QUOTED PASSAGE —
----

Second, the conclusion -- and most interesting part -- of Justice Richman's opinion says the following:
"We end with a closing comment. Running through defendants’ position here is criticism . . . that attorneys abuse the situation to generate attorney fees. This paragraph in defendants’ brief is illustrative: . . . "It is often outside counsel’s demand for attorneys’ fees (which can encompass up to 75 percent to 90 percent of a total settlement) that drives protracted Proposition 65 litigation. (Consumer Defense Group [v. Rental Housing Industry Members (2006) 137 Cal.App.4th 1185,] 1189 [(Consumer Defense Group)] [concluding in Proposition 65 private enforcement action that ‘[t]he bounty hunter lawyers wanted to get paid hefty fees, which is what the whole thing was obviously about in the first place’]; Consumer Advocacy Group Inc. v. Kinetsu Enterprises (2006) 141 Cal.App.4th 46, 49 [noting that the Legislature sought to prevent settlements ‘which simply result in inadequate public warning in exchange for payment of attorney’s fees.’].)”"
Those early 2000’s cases said what they said, the especially colorful Consumer Defense Group case chastising counsel at length with criticism after criticism, to the point it set aside a settlement. But whatever the state of affairs in the early 2000’s, there is nothing in the record to support that attorneys are currently misusing or abusing the situation for the purpose of generating attorney fees―and thwarting possible settlement. Indeed, the evidence before us indicates the contrary, HLF’s chief executive officer Steinman testifying as follows: “In every Proposition 65 case, HLF attempts pre litigation settlements that are in the public interest over lengthy litigation, and therefore designates counsel who resolves the vast majority, over 90% of HLF’s cases, without the need for litigation.”"
Ahem.
Let me make clear that I personally have no problem with providing private litigants, including their counsel, with bounties and incentives to enforce public statutes. Without a potential fee award, private enforcement in these settings would not occur because it would make zero economic sense. Permitting private enforcement may also be more effective, and perhaps even more cost-effective, that authorizing enforcement only by public officers (read: people paid with taxpayer dollars). Permitting fee awards in such case, paid by corporations that may have violated a statute, may also rightly shift the cost of such enforcement from the general public at large to the actual consumers of those products, a pro-efficiency move.
But let's not pretend that these cases aren't often -- very often -- lawyer- and fee-driven.
This is not some "early 2000's" reality. It's the nature of the beast, and remains so to the present day.
I would prefer to defend that situation on the merits rather than pretend that lawyers in this area are not out to make a buck. They are. For sure. (They may also perhaps be genuinely interested in making sure that public warnings about potentially cancerous chemicals exists. Perhaps. But let's be real. This is an industry that's about the money. As many, many industries are.)
The fact that the plaintiff's firm here (err, ahem, "the public interest group" here) resolves the vast majority of its cases pre-litigation -- often because the defendant sees the writing on the wall and puts up a notice in order to forestall a potential fee award -- is entirely irrelevant to the issue of the economic incentives behind the law firms that specialize in this area, much less "proof" that the interests of those firms are genuine and not motivated entirely by profit.
Lots of industries -- indeed, most of them -- are motivated by a desire to make money. You think that the founders of chemical plants, or food manufacturers, or Mark Zuckerberg or his ilk were centrally motivated by making the world a better place? Consider me unpersuaded on this point, at best.
Lawyers may (or may not) care about the causes they represent. Hopefully they do.
But let's be honest: Everyone's also gotta eat.

----

TASK ITEM A —
Which people does the Proposition 65 commentary mention by name?
TASK ITEM B —
Transcribe the Proposition 65 commentary word for word, starting at "The fact that" and ending at "point, at best.".
You won't need the records.

----

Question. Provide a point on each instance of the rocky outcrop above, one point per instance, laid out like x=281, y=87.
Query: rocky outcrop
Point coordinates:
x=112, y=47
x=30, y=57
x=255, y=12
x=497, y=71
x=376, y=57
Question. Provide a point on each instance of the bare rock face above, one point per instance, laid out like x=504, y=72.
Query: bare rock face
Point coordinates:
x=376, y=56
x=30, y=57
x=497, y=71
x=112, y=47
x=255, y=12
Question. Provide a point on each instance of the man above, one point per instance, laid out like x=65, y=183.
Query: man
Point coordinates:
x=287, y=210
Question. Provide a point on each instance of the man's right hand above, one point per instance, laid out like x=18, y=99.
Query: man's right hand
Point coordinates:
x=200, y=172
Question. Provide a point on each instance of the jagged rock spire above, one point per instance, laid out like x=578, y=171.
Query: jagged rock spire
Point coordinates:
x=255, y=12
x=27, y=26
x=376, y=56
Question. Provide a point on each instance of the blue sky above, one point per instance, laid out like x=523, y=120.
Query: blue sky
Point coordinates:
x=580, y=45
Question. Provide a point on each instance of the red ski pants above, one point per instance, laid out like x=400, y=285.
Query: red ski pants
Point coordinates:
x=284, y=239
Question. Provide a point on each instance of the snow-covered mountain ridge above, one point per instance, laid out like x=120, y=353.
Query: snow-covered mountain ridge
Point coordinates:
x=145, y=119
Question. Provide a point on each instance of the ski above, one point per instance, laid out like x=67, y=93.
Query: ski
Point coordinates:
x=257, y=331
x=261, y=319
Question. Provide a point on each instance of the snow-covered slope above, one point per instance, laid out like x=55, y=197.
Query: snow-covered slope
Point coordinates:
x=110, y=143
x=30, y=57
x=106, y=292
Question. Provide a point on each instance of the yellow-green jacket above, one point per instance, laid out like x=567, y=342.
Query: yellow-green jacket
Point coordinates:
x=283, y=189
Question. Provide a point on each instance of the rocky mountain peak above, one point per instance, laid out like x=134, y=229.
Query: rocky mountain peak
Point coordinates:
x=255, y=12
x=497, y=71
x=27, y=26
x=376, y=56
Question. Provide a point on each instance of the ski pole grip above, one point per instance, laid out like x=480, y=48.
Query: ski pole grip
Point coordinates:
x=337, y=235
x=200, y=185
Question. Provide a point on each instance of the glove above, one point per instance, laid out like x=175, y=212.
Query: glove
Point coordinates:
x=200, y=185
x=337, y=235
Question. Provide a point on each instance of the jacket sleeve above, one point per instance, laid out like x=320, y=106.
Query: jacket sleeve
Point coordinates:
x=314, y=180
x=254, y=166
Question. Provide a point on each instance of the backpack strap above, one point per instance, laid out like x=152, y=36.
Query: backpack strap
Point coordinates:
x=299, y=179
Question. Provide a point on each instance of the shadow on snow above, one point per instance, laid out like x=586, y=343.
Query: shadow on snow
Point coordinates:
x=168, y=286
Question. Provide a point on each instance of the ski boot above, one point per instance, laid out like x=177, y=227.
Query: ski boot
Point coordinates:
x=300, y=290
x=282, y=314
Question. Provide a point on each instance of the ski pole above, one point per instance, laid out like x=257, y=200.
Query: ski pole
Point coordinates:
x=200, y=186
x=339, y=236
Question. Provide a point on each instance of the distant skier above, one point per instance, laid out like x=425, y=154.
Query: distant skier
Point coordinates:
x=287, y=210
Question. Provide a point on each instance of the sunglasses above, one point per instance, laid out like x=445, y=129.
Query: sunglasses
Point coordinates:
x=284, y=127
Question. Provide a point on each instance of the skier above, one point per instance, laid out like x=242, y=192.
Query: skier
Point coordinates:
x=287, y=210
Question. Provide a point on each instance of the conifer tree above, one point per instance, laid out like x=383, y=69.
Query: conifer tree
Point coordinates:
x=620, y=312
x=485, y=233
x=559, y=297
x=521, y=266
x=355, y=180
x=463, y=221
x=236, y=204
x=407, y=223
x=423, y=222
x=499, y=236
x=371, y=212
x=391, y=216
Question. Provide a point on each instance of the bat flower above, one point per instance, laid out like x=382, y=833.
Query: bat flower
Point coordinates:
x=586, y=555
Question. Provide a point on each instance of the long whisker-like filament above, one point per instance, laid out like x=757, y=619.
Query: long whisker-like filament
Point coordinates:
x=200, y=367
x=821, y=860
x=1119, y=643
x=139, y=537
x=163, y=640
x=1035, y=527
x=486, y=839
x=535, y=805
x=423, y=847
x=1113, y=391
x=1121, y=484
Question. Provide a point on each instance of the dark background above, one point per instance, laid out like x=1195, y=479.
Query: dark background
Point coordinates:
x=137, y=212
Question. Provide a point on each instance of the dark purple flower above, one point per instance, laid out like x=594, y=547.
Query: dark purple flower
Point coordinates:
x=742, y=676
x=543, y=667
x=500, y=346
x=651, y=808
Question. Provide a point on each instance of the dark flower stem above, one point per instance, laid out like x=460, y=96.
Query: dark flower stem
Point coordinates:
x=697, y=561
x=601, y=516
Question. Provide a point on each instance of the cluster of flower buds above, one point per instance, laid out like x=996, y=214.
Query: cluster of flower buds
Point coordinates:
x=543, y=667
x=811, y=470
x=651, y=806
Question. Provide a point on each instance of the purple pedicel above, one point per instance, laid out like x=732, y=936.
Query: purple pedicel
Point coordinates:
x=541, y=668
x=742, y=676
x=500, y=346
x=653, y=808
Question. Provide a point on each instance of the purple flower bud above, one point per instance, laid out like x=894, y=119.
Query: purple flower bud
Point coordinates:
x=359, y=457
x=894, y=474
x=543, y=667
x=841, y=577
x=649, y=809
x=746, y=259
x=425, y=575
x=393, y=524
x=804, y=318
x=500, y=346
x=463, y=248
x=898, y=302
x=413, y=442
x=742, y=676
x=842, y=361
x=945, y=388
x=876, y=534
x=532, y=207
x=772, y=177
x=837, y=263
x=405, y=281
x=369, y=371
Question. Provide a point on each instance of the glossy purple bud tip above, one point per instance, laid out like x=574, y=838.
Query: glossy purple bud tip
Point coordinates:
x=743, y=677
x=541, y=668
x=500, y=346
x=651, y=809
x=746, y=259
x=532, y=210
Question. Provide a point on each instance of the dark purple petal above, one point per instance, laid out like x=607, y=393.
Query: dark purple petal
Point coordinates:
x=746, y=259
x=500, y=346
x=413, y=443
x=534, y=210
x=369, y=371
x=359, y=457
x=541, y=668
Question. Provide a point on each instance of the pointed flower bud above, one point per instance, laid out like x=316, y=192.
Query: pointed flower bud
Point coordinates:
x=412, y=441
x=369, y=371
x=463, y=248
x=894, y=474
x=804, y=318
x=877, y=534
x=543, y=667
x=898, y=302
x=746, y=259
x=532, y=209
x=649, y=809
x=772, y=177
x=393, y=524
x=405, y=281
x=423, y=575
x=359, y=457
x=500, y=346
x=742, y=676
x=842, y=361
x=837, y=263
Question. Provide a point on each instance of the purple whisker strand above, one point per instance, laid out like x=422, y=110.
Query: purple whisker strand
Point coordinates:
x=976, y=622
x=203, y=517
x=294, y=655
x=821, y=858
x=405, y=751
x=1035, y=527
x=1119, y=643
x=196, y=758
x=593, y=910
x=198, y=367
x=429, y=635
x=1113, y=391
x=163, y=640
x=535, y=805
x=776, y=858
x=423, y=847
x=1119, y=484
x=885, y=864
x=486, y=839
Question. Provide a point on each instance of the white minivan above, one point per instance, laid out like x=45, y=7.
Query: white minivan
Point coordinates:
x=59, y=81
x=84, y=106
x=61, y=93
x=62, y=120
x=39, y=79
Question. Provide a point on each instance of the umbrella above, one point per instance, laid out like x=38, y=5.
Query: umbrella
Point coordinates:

----

FINAL ANSWER A —
Justice Richman, Steinman, and Mark Zuckerberg.

FINAL ANSWER B —
The fact that the plaintiff's firm here (err, ahem, "the public interest group" here) resolves the vast majority of its cases pre-litigation -- often because the defendant sees the writing on the wall and puts up a notice in order to forestall a potential fee award -- is entirely irrelevant to the issue of the economic incentives behind the law firms that specialize in this area, much less "proof" that the interests of those firms are genuine and not motivated entirely by profit.
Lots of industries -- indeed, most of them -- are motivated by a desire to make money. You think that the founders of chemical plants, or food manufacturers, or Mark Zuckerberg or his ilk were centrally motivated by making the world a better place? Consider me unpersuaded on this point, at best.